# Les consignes
1. Selon l'article sur l'antenne de La Tuile à Bulle, combien de chambres compte l'appartement ouvert au centre-ville ?
2. Recopiez fidèlement, dans l'article sur l'antenne de La Tuile à Bulle, tout le passage allant de «A Bulle, La» jusqu'à «de la population.».
3. Rédigez la suite de l'article sur l'appartement de La Tuile à Bulle, en reprenant juste après sa dernière phrase.

A Bulle, La Tuile remplit son rôle et cherche à le renforcer

| jeu, 20. sep. 2012
Le centre d’accueil, basé à Fribourg, tire un bon bilan de son antenne en Gruyère. La Tuile cherche à s’étendre en partenariat avec la commune de Bulle. L’appartement est bien vu des acteurs sociaux et de la population.

PAR YANN GUERCHANIK


«Tout ce qu’on avait prévu s’est réalisé.» Le directeur de La Tuile Eric Mullener a vu son plan se dérouler sans accroc. En avril 2011, le centre d’accueil de nuit basé à Fribourg ouvrait un appartement au centre-ville de Bulle. Un mois plus tard, les quatre chambres avaient trouvé preneur. «Six personnes ont eu recours à cette offre de logement accompagné. Deux en sont sorties et ont retrouvé une situation stable et deux autres sont sur le point de le faire.»
Et le centre d’accueil ne s’est pas trompé de public cible: les utilisateurs sont gruériens. En 2010, La Tuile avait enregistré à Fribourg 400 nuitées de personnes provenant de la Gruyère. Une donnée qui montrait bien que le district génère également son lot d’exclus. L’appartement bullois a fourni un toit à quatre hommes et deux femmes, âgés de 30 à 60 ans. Tous ont été encadrés par des professionnels de la région, qu’il s’agisse du service social ou celui des tutelles et curatelles.

# Données enregistrées

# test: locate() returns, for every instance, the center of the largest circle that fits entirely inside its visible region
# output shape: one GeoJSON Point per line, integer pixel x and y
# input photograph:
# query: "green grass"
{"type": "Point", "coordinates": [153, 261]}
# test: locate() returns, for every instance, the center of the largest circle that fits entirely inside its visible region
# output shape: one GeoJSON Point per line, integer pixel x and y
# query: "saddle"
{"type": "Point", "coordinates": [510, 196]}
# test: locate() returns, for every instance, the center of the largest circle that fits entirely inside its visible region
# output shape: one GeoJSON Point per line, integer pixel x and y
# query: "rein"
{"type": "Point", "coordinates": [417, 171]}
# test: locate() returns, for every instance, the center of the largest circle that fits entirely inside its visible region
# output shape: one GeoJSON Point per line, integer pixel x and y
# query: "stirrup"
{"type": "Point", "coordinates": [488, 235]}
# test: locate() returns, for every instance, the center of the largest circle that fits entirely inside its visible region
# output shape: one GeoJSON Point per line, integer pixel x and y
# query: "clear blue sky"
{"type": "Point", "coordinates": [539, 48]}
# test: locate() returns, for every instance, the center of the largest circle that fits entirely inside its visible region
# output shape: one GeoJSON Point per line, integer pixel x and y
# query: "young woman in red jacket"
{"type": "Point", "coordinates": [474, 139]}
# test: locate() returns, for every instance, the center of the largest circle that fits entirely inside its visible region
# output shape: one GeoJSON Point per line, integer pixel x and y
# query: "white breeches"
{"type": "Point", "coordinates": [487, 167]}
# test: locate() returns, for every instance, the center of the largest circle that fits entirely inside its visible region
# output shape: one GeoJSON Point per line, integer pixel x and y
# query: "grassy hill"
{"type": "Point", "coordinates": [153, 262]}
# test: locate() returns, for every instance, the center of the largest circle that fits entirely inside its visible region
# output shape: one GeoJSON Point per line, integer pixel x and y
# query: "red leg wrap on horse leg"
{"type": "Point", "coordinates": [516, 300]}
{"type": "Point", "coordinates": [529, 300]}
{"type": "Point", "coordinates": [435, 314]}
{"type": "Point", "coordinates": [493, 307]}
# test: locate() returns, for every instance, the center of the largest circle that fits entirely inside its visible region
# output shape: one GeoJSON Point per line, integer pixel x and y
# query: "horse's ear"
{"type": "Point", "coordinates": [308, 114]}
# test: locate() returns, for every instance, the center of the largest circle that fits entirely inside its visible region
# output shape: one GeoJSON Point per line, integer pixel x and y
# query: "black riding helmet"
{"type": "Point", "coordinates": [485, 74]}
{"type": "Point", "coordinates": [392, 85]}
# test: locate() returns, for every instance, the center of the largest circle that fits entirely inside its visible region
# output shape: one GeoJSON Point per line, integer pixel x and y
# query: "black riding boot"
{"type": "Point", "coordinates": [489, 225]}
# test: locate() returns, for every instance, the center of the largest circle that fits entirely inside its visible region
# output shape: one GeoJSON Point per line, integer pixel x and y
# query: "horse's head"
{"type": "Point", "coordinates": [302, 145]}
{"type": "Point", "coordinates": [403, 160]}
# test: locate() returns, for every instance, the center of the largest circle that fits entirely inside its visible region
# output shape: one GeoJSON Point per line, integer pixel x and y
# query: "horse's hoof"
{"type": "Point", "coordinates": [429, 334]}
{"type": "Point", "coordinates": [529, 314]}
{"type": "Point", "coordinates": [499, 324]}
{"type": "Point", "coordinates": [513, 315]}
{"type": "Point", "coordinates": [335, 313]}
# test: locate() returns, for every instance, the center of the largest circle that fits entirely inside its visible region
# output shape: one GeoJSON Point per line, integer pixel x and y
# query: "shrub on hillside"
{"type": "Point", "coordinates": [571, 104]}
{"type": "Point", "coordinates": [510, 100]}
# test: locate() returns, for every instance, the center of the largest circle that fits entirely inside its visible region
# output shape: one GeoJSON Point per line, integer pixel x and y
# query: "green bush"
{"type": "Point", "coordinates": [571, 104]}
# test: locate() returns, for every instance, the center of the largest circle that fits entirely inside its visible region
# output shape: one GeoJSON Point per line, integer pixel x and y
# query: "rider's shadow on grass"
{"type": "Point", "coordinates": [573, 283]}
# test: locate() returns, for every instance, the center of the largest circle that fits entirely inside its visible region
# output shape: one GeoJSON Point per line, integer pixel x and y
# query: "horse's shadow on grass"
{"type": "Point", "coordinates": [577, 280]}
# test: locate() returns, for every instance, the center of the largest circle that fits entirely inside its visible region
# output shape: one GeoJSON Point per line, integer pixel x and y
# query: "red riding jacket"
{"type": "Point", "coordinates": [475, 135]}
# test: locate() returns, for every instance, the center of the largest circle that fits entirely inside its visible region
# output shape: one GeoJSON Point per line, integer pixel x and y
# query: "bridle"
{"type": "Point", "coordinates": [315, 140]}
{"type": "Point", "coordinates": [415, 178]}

# Résultats obtenus
1. Quatre chambres.

2.
A Bulle, La Tuile remplit son rôle et cherche à le renforcer

| jeu, 20. sep. 2012
Le centre d’accueil, basé à Fribourg, tire un bon bilan de son antenne en Gruyère. La Tuile cherche à s’étendre en partenariat avec la commune de Bulle. L’appartement est bien vu des acteurs sociaux et de la population.

3.
Les objectifs sont donc atteints: éviter que les gens d’ici  demeurent à Fribourg. «Quitter sa région pour une personne sans logis et dans une situation précaire, c’est une rupture supplémentaire», relève Eric Mullener. Du point de vue institutionnel, c’est aussi un moyen de soulager la structure fribourgeoise. De fait, trois utilisateurs ont pu être accueillis dans l’appartement bullois sans même passer par cette dernière.


Rompre le cercle vicieux
L’appartement bullois a permis à certains de reconstituer leur domiciliation légale et ainsi retrouver le droit à l’aide sociale, mais également à des prestations de type conseil et accompagnement. Cette solution de logement accompagné permet en effet de rompre un cercle vicieux: pas d’aide sociale sans domicile, pas de domicile sans aide sociale.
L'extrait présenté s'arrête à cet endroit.